- **Aim**:
Copy the following lines word for word.

[Some lines]
:::::
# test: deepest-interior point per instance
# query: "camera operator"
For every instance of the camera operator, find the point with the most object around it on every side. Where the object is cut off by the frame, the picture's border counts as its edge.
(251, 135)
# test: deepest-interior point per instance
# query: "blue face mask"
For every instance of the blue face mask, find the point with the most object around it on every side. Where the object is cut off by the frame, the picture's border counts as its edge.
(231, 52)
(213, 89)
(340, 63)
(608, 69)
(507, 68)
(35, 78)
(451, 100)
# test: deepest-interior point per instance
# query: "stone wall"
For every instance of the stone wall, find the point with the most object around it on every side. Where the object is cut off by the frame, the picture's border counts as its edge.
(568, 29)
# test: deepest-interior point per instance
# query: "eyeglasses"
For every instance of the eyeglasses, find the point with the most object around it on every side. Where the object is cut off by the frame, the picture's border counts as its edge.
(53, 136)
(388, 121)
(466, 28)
:::::
- **Task response**:
# test: deepest-interior point per instance
# query: "camera operator"
For every instance of the camera operator, find the point with the most object around it on every side. Where the object is cut off by the frame, the picture's border counts as its edge.
(251, 135)
# test: deepest-interior point per instance
# query: "blue face mask"
For every instance of the blue face mask, find the point with the most object around it on every side. Where the object is cut off by the frame, the picture's border counts as its edge.
(231, 52)
(213, 89)
(340, 63)
(608, 69)
(507, 68)
(35, 78)
(451, 100)
# test: deepest-interior point per instance
# query: "stone wall"
For every instance of the stone wall, find the point with the most object around it on every side. Where the object is cut off by the frame, the picture's border counts as its edge.
(568, 29)
# test: deepest-interior point per instance
# query: "eyeglasses"
For every instance of the eyeglasses, find the point with the most object around it on every side. Where the object is cut off by the frame, the picture's border counts as its edge.
(53, 136)
(388, 121)
(466, 28)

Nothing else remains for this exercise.